• Description of the task
Rewrite every line of the rows below as a Markdown table with the columns Row and Line, numbering the lines in order. Skip blank lines and leave the pictures out.

**** Supplied information

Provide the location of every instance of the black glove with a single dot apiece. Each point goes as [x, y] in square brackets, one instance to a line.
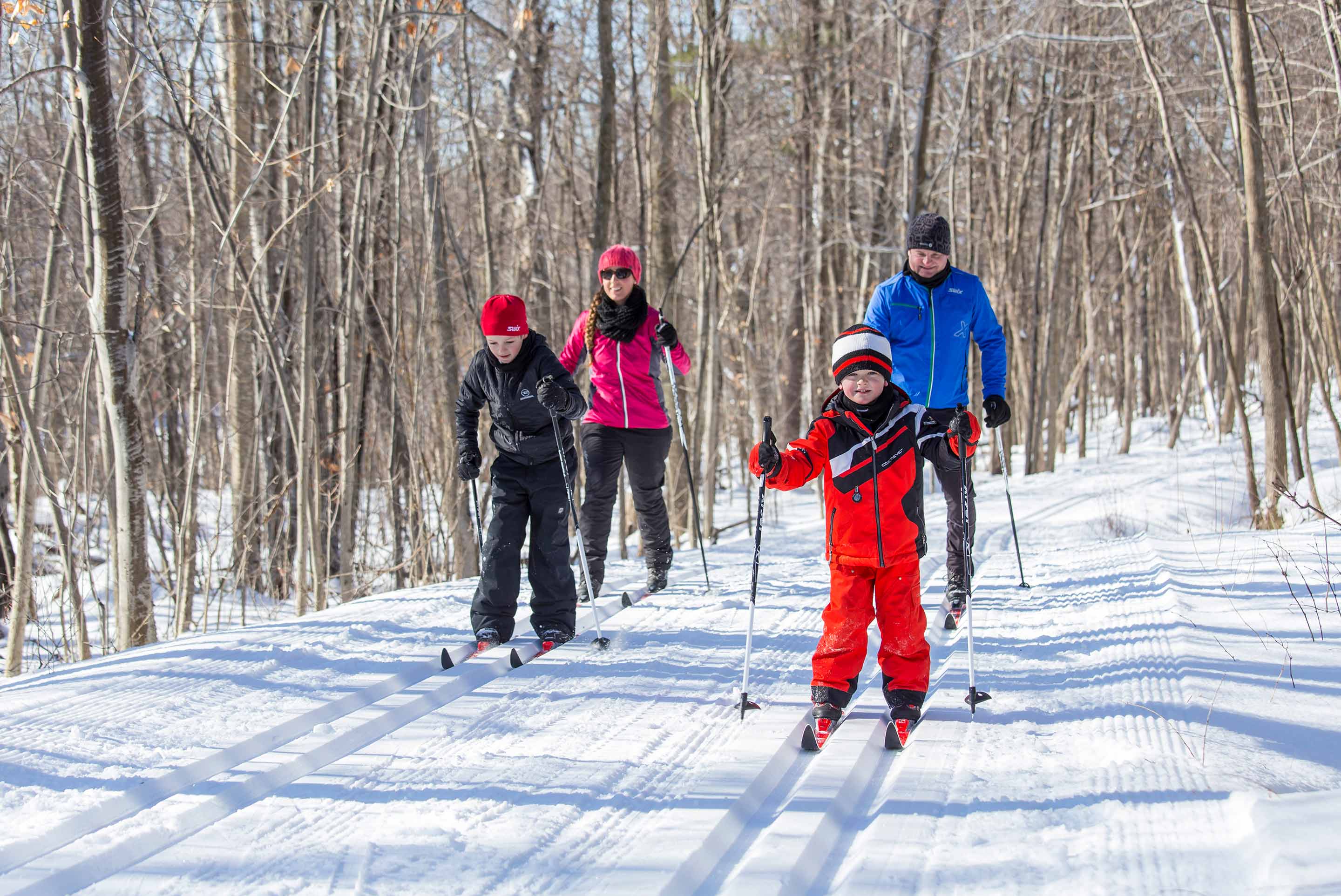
[961, 427]
[552, 396]
[667, 336]
[769, 457]
[468, 463]
[996, 411]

********

• Written answer
| Row | Line |
|---|---|
| 1 | Provide the location of every instance of the black glove with a single dot apiece. Each point goes as [x, y] in square brackets, one instance to a line. |
| 2 | [961, 427] |
| 3 | [552, 396] |
| 4 | [667, 336] |
| 5 | [769, 457] |
| 6 | [468, 463] |
| 7 | [996, 411] |